[Aim] Which lines in the listing below contain the string "driveway"? Pick them out and copy each one in full.

★ ★ ★ ★

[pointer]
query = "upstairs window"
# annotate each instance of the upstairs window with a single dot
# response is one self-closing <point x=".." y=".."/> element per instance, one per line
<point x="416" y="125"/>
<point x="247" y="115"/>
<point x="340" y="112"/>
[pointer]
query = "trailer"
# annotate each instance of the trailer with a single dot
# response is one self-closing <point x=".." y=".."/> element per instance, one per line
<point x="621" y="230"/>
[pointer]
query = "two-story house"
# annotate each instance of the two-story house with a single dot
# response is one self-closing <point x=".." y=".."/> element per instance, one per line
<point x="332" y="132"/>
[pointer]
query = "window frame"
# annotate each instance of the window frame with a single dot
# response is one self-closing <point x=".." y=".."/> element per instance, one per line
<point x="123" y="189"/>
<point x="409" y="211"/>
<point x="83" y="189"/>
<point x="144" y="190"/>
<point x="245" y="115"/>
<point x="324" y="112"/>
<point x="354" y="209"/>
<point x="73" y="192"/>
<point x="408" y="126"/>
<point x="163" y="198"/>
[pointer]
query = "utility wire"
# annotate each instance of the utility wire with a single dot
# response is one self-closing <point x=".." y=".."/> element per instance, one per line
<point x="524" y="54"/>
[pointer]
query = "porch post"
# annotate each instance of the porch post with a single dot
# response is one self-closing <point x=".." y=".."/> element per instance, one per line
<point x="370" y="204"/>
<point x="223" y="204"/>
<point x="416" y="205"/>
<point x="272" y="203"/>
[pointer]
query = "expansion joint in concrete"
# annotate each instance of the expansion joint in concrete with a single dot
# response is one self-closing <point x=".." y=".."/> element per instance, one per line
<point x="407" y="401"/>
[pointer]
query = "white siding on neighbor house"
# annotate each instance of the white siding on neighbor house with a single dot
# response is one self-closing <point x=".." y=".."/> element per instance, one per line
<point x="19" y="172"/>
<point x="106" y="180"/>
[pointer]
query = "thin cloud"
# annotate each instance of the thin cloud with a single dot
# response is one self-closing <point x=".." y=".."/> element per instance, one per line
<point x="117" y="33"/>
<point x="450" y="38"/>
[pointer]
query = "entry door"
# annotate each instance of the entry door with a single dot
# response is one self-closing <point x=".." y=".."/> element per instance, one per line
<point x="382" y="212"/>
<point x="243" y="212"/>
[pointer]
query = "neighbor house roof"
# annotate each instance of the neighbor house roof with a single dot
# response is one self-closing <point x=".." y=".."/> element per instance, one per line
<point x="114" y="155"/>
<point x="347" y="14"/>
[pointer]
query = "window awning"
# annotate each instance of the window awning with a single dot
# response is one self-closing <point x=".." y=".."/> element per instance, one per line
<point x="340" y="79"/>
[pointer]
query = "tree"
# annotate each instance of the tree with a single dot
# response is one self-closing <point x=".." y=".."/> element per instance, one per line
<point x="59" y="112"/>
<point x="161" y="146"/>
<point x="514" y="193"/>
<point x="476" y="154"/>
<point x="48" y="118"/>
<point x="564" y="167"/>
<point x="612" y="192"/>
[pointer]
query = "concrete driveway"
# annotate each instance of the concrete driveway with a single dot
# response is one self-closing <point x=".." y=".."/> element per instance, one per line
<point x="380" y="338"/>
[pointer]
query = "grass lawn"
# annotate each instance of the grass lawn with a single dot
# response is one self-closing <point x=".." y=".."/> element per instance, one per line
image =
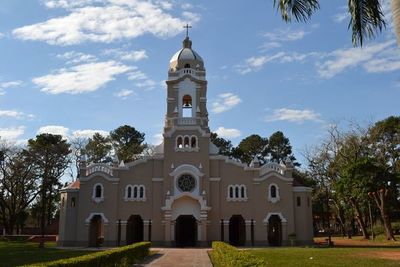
<point x="20" y="253"/>
<point x="327" y="256"/>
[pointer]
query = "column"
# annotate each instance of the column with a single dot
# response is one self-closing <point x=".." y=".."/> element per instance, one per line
<point x="248" y="232"/>
<point x="146" y="230"/>
<point x="226" y="231"/>
<point x="123" y="232"/>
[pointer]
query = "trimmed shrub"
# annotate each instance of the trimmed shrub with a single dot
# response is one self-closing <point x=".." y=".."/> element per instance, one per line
<point x="224" y="255"/>
<point x="123" y="256"/>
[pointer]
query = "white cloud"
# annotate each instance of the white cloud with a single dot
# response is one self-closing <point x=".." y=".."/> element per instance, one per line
<point x="124" y="93"/>
<point x="285" y="35"/>
<point x="134" y="55"/>
<point x="370" y="57"/>
<point x="80" y="79"/>
<point x="147" y="84"/>
<point x="73" y="57"/>
<point x="253" y="64"/>
<point x="11" y="133"/>
<point x="10" y="84"/>
<point x="228" y="133"/>
<point x="158" y="138"/>
<point x="88" y="133"/>
<point x="105" y="21"/>
<point x="11" y="113"/>
<point x="54" y="129"/>
<point x="225" y="102"/>
<point x="293" y="115"/>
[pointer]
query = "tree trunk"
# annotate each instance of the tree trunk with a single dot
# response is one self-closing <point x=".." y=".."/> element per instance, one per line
<point x="359" y="219"/>
<point x="380" y="198"/>
<point x="396" y="18"/>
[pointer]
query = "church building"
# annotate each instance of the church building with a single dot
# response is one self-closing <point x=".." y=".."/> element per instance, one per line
<point x="186" y="194"/>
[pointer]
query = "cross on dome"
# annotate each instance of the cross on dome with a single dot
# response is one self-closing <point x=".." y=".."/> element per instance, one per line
<point x="187" y="26"/>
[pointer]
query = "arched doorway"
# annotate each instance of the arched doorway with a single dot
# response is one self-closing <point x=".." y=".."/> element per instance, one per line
<point x="134" y="229"/>
<point x="186" y="231"/>
<point x="274" y="230"/>
<point x="96" y="231"/>
<point x="237" y="231"/>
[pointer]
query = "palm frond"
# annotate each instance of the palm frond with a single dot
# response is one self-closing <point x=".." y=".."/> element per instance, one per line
<point x="366" y="20"/>
<point x="300" y="10"/>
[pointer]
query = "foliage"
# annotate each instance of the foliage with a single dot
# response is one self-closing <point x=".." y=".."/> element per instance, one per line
<point x="21" y="252"/>
<point x="18" y="186"/>
<point x="250" y="147"/>
<point x="366" y="17"/>
<point x="279" y="148"/>
<point x="123" y="256"/>
<point x="224" y="255"/>
<point x="225" y="146"/>
<point x="127" y="142"/>
<point x="98" y="149"/>
<point x="50" y="154"/>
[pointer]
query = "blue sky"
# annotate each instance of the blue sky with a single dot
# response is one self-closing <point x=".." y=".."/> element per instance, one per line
<point x="74" y="67"/>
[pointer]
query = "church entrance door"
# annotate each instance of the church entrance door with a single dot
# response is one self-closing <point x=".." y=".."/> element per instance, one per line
<point x="237" y="231"/>
<point x="274" y="231"/>
<point x="134" y="229"/>
<point x="186" y="231"/>
<point x="96" y="235"/>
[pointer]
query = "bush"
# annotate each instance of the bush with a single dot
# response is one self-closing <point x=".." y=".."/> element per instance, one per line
<point x="123" y="256"/>
<point x="224" y="255"/>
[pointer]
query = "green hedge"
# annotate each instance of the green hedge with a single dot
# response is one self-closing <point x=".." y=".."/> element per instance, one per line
<point x="123" y="256"/>
<point x="224" y="255"/>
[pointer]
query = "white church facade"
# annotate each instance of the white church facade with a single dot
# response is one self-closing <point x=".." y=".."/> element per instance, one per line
<point x="186" y="194"/>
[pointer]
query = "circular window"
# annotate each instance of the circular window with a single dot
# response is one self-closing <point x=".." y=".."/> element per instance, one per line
<point x="186" y="183"/>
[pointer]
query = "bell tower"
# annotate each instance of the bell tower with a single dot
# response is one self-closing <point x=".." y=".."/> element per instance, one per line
<point x="187" y="90"/>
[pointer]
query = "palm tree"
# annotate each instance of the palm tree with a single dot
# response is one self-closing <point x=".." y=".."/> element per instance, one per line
<point x="366" y="16"/>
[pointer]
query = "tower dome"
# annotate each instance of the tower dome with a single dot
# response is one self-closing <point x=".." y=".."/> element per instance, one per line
<point x="186" y="58"/>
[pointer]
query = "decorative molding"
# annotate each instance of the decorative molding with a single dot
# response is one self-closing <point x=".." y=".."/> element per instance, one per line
<point x="301" y="189"/>
<point x="92" y="214"/>
<point x="283" y="219"/>
<point x="272" y="174"/>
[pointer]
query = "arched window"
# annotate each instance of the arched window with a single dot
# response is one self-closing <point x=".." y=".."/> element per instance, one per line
<point x="187" y="106"/>
<point x="179" y="142"/>
<point x="141" y="191"/>
<point x="98" y="192"/>
<point x="129" y="192"/>
<point x="193" y="142"/>
<point x="273" y="191"/>
<point x="186" y="141"/>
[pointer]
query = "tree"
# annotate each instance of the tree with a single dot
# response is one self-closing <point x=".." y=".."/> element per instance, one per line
<point x="396" y="18"/>
<point x="127" y="142"/>
<point x="250" y="147"/>
<point x="366" y="17"/>
<point x="279" y="148"/>
<point x="98" y="148"/>
<point x="50" y="156"/>
<point x="224" y="146"/>
<point x="18" y="187"/>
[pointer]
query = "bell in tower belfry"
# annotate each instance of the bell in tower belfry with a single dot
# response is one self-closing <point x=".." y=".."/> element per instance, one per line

★ ★ ★ ★

[Answer]
query = "concrete driveway"
# annotate each instance of the concrete driveway with a single dot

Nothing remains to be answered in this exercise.